## What you need to do
Copy all the lines of the entries below, requests included, and shift every point coordinate in the answers by adding 23 to each number. Leave the pictures out of your output.

## Stored records
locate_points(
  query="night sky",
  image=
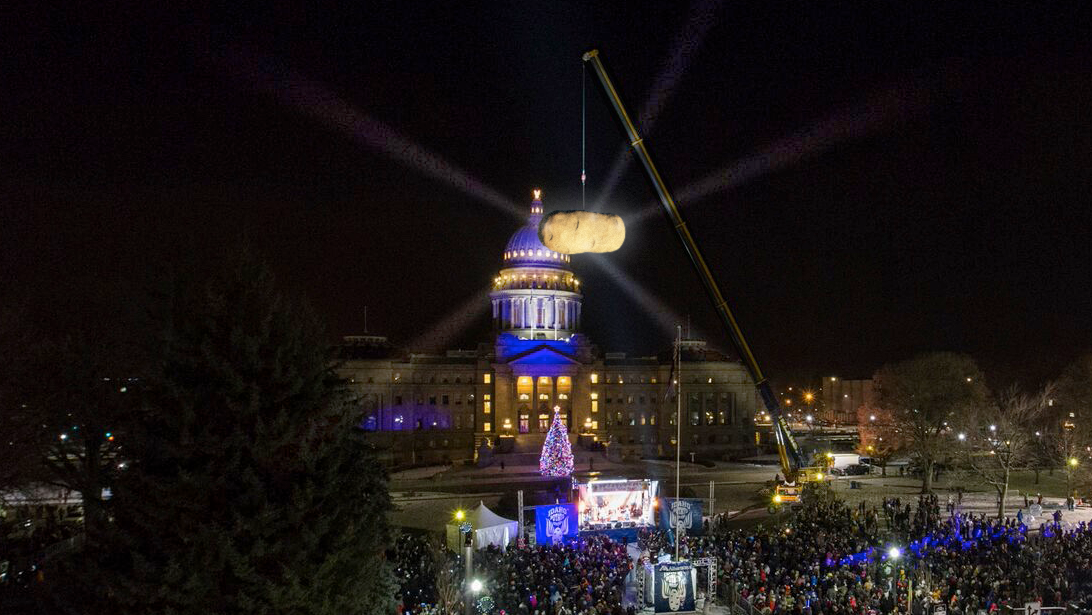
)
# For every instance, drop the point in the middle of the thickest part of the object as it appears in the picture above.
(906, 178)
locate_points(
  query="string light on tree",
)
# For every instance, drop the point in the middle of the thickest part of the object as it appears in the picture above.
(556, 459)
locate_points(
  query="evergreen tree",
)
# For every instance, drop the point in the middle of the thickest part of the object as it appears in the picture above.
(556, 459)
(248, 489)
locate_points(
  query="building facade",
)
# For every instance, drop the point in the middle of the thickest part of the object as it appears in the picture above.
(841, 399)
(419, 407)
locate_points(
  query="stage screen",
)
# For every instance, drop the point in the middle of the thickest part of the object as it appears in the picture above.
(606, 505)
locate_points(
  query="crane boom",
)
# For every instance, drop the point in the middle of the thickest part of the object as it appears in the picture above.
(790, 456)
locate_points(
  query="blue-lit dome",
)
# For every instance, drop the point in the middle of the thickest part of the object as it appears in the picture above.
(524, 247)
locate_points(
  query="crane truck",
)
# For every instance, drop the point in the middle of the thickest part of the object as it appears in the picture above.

## The completed task
locate_points(
  query="night sky",
  image=
)
# For every instance, drop the point in the middle of the thickest part of the object as it appears in the picture above.
(929, 201)
locate_points(
  query="string light on tree",
)
# For every instance, drop the point in the middle of the thickest part of the object as it appears in the picture above.
(579, 482)
locate_points(
  query="evergreen tree",
)
# For every instance, drop the point in the middle of the thickest part of the object as it appears in the picture above.
(579, 482)
(271, 512)
locate_points(
  query="building facade",
)
# For every instance, drop the point in the middle of the thickest part of the object as it appears in the picture above.
(864, 422)
(442, 430)
locate_points(
  query="stage screen",
)
# For every instance, drop the point in the middle of the thickest part of the object as it appears in the picture above.
(629, 528)
locate_points(
  query="crane boom",
)
# For every instance, drop the point in the middle of the thickest part of the object as it appears in the picture above.
(813, 479)
locate_points(
  query="blue-lit dome",
)
# For every instance, drop the point in the middle of the thickest part of the object as it appears in the picture above.
(547, 270)
locate_points(
  query="crane truck",
)
# For every instance, drop the point in the middle of the thickest part of the object as it appears in the picture above.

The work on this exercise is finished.